(Saved entries)
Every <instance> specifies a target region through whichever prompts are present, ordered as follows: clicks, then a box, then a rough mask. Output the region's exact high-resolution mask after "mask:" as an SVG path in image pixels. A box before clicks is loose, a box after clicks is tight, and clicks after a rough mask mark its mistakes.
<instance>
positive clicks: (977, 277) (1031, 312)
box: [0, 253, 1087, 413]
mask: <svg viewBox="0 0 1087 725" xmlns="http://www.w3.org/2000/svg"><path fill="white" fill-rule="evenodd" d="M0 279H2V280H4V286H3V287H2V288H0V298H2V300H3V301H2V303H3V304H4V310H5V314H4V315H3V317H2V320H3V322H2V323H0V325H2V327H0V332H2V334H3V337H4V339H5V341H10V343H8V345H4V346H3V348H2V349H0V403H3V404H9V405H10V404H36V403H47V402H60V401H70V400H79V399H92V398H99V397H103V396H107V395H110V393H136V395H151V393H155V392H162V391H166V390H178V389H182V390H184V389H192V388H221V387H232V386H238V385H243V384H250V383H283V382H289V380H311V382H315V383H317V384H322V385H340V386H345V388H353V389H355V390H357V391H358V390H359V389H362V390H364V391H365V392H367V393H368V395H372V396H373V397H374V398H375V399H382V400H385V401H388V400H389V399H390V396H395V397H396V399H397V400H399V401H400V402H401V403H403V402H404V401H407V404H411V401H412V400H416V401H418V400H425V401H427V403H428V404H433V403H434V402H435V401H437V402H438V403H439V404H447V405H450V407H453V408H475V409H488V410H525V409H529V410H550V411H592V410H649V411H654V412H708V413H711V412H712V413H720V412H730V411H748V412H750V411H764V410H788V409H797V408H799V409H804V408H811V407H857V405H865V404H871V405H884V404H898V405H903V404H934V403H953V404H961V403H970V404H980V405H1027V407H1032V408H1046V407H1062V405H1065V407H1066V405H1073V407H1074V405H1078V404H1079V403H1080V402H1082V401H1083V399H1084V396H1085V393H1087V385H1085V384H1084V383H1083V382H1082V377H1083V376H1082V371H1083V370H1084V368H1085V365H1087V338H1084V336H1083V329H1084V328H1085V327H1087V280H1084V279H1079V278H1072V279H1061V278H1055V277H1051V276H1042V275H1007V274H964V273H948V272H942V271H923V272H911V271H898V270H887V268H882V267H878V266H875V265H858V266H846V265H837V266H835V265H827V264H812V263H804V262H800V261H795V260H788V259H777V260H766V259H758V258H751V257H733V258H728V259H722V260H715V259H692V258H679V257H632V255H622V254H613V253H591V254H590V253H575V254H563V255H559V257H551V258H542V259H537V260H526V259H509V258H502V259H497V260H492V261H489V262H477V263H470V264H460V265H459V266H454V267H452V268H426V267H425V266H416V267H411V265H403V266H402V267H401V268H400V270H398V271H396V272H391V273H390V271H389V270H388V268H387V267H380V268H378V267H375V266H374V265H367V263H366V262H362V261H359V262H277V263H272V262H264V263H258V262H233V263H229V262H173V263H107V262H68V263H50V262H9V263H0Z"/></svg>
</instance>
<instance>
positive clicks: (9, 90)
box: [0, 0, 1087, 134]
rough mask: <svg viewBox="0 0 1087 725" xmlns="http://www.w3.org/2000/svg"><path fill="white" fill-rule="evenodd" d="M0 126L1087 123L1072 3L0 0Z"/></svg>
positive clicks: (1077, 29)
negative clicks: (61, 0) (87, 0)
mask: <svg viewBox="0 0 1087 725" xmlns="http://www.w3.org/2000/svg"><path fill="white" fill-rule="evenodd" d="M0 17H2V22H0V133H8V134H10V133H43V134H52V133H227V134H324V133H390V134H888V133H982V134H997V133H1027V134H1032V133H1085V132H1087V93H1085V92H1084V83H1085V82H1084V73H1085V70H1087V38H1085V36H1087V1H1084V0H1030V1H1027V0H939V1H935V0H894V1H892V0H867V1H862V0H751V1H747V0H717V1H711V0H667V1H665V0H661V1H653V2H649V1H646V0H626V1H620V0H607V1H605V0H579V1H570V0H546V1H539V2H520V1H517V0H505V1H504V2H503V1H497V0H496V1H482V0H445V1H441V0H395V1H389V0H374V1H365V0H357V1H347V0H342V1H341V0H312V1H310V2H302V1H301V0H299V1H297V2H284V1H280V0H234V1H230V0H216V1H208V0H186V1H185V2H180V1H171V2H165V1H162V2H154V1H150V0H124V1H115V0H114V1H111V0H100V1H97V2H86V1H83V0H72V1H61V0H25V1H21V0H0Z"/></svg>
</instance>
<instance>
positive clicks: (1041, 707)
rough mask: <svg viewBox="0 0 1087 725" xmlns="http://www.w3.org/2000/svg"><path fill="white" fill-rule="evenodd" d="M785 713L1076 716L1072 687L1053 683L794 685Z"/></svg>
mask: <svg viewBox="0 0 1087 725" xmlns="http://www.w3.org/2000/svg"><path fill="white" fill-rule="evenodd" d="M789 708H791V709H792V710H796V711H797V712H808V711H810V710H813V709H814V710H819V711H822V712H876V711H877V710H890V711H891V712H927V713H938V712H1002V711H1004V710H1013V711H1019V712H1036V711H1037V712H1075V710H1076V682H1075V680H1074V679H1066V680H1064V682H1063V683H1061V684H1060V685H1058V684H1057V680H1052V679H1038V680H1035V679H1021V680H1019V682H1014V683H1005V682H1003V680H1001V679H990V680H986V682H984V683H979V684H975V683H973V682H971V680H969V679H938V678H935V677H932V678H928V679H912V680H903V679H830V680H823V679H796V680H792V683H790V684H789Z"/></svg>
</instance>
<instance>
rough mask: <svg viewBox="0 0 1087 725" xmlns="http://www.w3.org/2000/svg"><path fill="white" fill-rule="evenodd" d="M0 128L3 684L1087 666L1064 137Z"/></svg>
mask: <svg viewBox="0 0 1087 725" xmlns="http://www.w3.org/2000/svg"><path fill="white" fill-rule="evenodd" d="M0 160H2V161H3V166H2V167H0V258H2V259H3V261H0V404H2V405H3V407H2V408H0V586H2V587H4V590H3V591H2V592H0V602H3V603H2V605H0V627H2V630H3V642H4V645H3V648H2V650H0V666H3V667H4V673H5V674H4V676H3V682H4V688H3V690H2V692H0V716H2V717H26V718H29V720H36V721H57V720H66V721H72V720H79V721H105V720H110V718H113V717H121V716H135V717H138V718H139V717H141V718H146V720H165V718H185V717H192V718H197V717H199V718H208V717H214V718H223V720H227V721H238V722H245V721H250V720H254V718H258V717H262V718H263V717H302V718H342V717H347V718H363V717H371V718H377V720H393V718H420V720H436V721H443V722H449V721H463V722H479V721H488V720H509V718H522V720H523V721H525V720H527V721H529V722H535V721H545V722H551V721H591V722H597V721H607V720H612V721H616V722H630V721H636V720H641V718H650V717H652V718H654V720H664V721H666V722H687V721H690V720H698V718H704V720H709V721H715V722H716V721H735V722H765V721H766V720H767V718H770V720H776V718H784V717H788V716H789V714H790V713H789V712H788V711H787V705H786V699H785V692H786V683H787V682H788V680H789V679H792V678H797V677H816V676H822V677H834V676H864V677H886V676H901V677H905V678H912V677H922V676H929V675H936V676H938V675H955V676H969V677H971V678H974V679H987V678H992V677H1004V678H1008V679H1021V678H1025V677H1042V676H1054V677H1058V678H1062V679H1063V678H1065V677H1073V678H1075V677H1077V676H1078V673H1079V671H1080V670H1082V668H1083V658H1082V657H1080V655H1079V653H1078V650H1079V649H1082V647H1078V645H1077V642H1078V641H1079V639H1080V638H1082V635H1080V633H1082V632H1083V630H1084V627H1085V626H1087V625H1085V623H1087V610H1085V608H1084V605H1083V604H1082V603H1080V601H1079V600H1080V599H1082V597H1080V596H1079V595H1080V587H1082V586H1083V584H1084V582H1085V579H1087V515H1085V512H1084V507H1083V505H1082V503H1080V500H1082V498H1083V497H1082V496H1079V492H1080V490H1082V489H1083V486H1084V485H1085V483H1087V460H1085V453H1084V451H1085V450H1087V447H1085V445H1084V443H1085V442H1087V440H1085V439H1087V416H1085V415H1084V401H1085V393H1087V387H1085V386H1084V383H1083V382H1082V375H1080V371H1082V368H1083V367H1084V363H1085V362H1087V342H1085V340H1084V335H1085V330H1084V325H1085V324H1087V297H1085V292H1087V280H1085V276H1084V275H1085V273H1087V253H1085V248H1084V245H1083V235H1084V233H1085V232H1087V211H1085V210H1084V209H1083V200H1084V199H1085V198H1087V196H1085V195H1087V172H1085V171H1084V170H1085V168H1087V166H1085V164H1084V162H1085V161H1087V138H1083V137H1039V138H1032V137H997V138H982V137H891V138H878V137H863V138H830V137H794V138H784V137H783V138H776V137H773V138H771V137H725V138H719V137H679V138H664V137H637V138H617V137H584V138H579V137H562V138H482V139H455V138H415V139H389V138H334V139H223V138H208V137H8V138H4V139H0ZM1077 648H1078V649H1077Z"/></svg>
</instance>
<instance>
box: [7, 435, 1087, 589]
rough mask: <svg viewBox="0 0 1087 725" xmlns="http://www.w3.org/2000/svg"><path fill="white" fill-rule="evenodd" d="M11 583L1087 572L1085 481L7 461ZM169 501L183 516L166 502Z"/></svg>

_YOUR GOAL_.
Reproduce the listing from its first line through the line containing "box: [0, 253, 1087, 413]", including that line. In those lines, substitute "coarse mask" for every "rough mask" and leave everything else unchanged.

_RESPONSE TO THIS TASK_.
Every <instance> specifies a target region through whichever prompts are present, ordered as follows: clicks, then a box, then a coarse mask. Output the region's exact high-resolution mask after "mask:" as an SVG path in image pixels. A box before clicks is loose, a box after clicks is tight, and clicks after a coarse mask mark its mistakes.
<instance>
positive clicks: (977, 277) (1031, 312)
box: [0, 253, 1087, 413]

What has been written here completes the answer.